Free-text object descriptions
....
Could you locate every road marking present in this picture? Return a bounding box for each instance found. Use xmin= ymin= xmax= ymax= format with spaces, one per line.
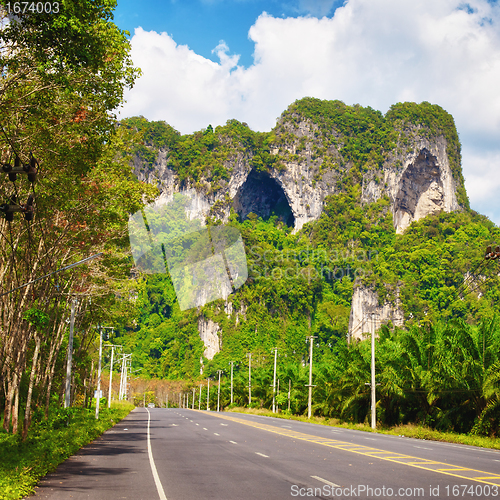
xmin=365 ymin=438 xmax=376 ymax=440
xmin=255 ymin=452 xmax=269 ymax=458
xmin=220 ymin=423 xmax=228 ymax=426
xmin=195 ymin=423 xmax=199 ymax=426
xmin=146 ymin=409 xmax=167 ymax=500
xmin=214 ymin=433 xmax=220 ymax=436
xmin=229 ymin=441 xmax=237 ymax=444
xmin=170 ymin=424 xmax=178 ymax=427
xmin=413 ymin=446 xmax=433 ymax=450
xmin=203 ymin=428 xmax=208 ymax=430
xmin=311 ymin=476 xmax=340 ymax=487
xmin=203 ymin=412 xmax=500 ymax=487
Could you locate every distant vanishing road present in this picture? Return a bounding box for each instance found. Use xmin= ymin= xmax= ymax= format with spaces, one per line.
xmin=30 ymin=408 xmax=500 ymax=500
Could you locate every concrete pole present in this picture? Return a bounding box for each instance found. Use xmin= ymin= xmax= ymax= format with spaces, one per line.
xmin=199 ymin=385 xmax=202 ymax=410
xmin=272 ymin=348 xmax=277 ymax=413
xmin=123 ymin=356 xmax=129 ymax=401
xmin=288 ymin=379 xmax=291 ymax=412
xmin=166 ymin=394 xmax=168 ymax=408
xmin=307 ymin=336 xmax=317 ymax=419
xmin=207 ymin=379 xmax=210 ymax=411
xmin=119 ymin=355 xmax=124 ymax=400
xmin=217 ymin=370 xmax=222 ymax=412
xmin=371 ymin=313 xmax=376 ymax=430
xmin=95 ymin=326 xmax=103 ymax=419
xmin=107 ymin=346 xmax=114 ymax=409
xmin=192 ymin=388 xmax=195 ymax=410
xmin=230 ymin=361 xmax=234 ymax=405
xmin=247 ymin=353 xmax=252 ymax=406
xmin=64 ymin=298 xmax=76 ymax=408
....
The task:
Skip every picture and transcribe the data above exactly.

Problem solution:
Could you locate every road marking present in this picture? Return a bounding box for each instance found. Use xmin= ymin= xmax= ymax= format with spaces, one per line.
xmin=365 ymin=438 xmax=376 ymax=440
xmin=255 ymin=452 xmax=269 ymax=458
xmin=220 ymin=423 xmax=228 ymax=426
xmin=195 ymin=423 xmax=199 ymax=426
xmin=146 ymin=409 xmax=167 ymax=500
xmin=214 ymin=433 xmax=220 ymax=436
xmin=229 ymin=441 xmax=237 ymax=444
xmin=170 ymin=424 xmax=178 ymax=427
xmin=413 ymin=446 xmax=433 ymax=450
xmin=203 ymin=428 xmax=208 ymax=430
xmin=311 ymin=476 xmax=340 ymax=487
xmin=203 ymin=412 xmax=500 ymax=487
Could you locate every distant vanishing road present in this picture? Return a bounding box for each instance found. Use xmin= ymin= xmax= ymax= format with spaces, one per line.
xmin=30 ymin=408 xmax=500 ymax=500
Could you locate every concrete pole present in this picture? Return a bounding box for each instance found. Use xmin= ymin= xmax= ymax= format with spaces, one per line.
xmin=199 ymin=385 xmax=202 ymax=410
xmin=272 ymin=348 xmax=277 ymax=413
xmin=123 ymin=356 xmax=129 ymax=401
xmin=288 ymin=379 xmax=291 ymax=412
xmin=166 ymin=394 xmax=168 ymax=408
xmin=307 ymin=336 xmax=317 ymax=419
xmin=207 ymin=379 xmax=210 ymax=411
xmin=119 ymin=355 xmax=124 ymax=400
xmin=217 ymin=370 xmax=222 ymax=412
xmin=371 ymin=313 xmax=376 ymax=430
xmin=95 ymin=326 xmax=103 ymax=419
xmin=107 ymin=346 xmax=114 ymax=409
xmin=192 ymin=388 xmax=195 ymax=410
xmin=230 ymin=361 xmax=234 ymax=405
xmin=247 ymin=353 xmax=252 ymax=406
xmin=64 ymin=298 xmax=76 ymax=408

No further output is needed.